━━━ SOURCE DATA ━━━

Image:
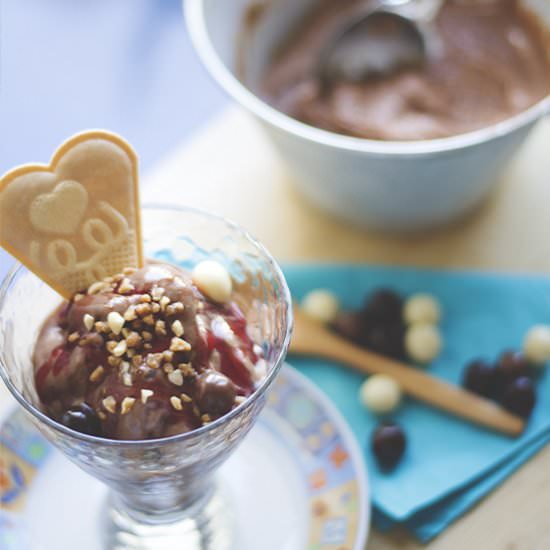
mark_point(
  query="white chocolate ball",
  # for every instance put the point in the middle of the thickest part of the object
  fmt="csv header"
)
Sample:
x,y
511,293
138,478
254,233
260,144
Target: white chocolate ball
x,y
380,393
536,345
213,280
423,342
322,305
421,308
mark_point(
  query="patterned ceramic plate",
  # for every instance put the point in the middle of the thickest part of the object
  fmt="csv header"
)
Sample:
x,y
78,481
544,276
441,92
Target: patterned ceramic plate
x,y
297,482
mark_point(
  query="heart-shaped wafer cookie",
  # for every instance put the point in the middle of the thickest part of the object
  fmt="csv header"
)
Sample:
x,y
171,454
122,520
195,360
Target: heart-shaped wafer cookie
x,y
77,220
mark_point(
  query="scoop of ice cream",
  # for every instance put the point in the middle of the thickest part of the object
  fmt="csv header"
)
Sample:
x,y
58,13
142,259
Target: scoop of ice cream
x,y
145,354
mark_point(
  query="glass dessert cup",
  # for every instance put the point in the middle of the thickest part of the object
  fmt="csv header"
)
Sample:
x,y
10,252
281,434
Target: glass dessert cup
x,y
163,492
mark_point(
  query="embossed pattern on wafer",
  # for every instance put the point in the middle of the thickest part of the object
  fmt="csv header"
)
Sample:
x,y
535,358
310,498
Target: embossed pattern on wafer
x,y
76,221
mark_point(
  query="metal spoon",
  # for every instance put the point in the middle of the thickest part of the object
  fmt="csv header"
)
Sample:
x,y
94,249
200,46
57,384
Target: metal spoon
x,y
390,36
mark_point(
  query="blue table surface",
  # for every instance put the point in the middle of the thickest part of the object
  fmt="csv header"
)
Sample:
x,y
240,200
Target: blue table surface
x,y
125,65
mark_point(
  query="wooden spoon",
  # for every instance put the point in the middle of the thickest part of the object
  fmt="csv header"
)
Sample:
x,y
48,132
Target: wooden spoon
x,y
314,339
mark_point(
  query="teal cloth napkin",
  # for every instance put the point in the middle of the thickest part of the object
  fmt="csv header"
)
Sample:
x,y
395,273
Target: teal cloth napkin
x,y
449,464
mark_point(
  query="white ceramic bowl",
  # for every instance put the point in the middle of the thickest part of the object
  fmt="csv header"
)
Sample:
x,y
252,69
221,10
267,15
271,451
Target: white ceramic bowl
x,y
388,185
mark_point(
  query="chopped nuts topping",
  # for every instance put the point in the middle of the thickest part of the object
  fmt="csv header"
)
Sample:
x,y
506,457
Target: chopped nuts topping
x,y
177,328
176,377
115,321
145,394
110,404
176,403
126,405
97,374
88,321
177,344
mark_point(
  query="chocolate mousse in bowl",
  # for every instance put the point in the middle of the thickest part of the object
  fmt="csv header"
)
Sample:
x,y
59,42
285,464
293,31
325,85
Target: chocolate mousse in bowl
x,y
149,378
404,152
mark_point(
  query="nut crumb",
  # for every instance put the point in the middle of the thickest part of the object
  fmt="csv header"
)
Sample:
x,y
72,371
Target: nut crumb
x,y
176,377
115,321
174,308
96,288
177,327
157,293
126,405
88,321
160,328
110,404
130,314
125,286
114,361
97,374
178,344
145,394
176,403
120,349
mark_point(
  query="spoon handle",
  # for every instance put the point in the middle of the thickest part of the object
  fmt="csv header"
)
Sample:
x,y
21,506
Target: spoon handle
x,y
317,341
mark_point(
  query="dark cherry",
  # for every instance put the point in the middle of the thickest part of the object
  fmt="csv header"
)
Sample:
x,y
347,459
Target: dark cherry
x,y
388,444
215,393
479,377
519,397
385,339
384,305
83,419
510,366
349,324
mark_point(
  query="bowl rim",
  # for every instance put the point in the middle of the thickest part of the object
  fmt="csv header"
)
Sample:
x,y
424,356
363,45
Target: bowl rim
x,y
43,418
194,11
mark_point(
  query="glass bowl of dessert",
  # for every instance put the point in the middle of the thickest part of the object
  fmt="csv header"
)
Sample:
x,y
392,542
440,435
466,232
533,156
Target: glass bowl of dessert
x,y
150,378
407,152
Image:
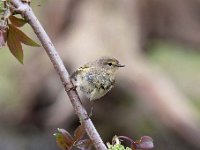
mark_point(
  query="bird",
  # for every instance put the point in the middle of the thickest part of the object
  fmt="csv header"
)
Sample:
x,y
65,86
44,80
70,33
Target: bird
x,y
96,78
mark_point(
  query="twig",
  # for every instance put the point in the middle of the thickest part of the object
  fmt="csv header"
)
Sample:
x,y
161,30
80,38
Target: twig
x,y
28,14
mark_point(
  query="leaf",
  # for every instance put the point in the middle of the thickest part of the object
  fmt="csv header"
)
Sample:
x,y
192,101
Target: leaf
x,y
79,132
17,21
146,142
64,139
15,46
3,34
22,37
85,144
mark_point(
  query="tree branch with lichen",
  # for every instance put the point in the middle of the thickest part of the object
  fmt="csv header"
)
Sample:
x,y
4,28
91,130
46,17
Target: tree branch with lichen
x,y
25,10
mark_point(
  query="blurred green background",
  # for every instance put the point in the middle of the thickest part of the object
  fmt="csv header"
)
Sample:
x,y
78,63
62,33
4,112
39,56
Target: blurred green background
x,y
157,94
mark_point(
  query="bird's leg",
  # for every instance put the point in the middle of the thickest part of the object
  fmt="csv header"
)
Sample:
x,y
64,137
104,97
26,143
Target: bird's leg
x,y
69,87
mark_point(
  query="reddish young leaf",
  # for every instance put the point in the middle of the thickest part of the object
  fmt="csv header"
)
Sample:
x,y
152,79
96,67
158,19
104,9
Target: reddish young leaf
x,y
85,144
22,37
79,132
146,142
3,35
15,46
17,21
64,139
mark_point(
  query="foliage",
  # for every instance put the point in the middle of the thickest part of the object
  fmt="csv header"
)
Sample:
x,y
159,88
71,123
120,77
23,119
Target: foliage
x,y
66,141
10,32
144,143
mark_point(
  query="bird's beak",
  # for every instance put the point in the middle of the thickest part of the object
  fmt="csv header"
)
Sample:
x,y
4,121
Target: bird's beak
x,y
119,65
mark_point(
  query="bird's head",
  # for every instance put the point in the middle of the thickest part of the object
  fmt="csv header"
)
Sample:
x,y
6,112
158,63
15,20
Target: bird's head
x,y
109,64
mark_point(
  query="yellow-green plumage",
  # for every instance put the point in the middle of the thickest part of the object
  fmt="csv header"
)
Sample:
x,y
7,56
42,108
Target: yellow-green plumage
x,y
96,78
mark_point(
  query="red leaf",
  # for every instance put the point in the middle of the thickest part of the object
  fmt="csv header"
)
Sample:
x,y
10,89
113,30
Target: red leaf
x,y
15,46
146,142
22,37
79,132
85,144
17,21
3,35
64,139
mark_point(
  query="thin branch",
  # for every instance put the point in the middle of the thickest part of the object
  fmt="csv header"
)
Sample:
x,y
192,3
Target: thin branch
x,y
50,49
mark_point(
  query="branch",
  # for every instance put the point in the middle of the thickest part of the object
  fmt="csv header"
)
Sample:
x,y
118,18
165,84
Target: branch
x,y
50,49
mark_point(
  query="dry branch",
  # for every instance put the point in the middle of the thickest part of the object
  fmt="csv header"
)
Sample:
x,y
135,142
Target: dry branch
x,y
28,14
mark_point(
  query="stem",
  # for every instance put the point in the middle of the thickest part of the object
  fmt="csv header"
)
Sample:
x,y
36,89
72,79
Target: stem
x,y
50,49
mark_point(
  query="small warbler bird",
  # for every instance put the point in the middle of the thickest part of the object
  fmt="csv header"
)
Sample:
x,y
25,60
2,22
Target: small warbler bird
x,y
96,78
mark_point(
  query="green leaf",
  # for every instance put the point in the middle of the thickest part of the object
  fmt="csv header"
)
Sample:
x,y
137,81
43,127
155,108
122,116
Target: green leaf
x,y
17,21
22,37
15,46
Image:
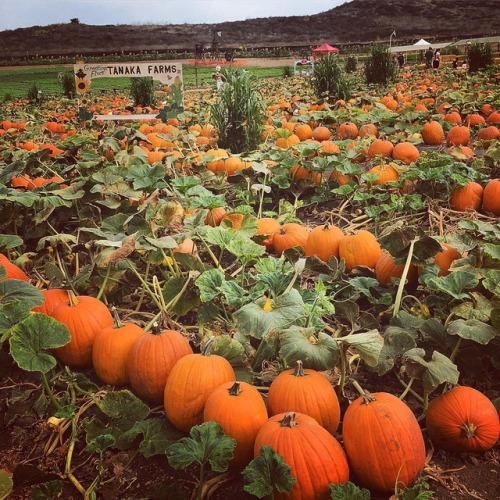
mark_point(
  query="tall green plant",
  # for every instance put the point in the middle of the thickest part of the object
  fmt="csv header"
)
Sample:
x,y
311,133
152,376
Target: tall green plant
x,y
330,81
142,90
238,113
479,56
380,67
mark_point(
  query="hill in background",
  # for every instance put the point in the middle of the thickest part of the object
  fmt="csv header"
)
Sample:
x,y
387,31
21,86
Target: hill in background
x,y
358,21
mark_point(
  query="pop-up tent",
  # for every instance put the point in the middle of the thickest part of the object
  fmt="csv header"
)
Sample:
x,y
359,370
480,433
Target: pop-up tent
x,y
325,49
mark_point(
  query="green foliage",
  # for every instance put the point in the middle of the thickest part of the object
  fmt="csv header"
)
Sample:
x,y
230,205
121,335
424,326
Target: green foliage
x,y
142,90
351,64
479,57
268,473
238,113
68,84
380,67
329,80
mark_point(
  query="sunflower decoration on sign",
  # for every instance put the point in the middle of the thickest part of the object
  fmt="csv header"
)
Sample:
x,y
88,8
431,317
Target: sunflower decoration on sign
x,y
82,84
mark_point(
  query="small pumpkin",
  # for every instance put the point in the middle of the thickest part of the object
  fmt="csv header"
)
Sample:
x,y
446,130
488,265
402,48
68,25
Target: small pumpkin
x,y
290,235
111,349
383,442
151,360
191,381
314,455
239,408
324,241
305,391
463,420
360,249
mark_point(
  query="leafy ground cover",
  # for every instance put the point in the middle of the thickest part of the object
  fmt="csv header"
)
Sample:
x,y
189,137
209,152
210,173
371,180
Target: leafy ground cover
x,y
153,221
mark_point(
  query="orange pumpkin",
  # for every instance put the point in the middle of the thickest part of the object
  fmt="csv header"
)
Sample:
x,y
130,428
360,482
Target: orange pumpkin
x,y
360,249
468,197
463,420
191,381
305,391
151,360
315,456
239,408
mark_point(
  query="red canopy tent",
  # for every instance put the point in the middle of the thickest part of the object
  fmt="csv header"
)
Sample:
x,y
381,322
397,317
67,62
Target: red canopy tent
x,y
325,49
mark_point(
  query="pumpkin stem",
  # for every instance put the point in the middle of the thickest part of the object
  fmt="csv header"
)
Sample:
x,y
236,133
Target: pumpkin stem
x,y
73,299
205,351
299,369
469,429
288,420
235,389
116,318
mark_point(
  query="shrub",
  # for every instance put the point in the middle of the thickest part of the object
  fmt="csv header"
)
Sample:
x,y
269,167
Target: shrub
x,y
380,67
329,80
351,64
142,90
68,84
479,56
238,113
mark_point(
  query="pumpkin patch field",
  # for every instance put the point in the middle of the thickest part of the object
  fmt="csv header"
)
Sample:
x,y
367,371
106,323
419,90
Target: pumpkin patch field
x,y
185,313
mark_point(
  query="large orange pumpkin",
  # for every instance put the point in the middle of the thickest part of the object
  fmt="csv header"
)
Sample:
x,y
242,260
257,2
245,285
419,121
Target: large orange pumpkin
x,y
239,408
315,456
383,442
324,241
491,197
305,391
191,381
151,360
84,317
468,197
360,249
463,420
111,349
290,235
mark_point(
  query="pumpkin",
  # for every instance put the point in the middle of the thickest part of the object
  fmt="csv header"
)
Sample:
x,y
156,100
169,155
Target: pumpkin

━━━

THE REQUEST ::
Show each line in the rows above that contains the word "metal".

WRITTEN SOLUTION ::
  query="metal spoon",
Target: metal spoon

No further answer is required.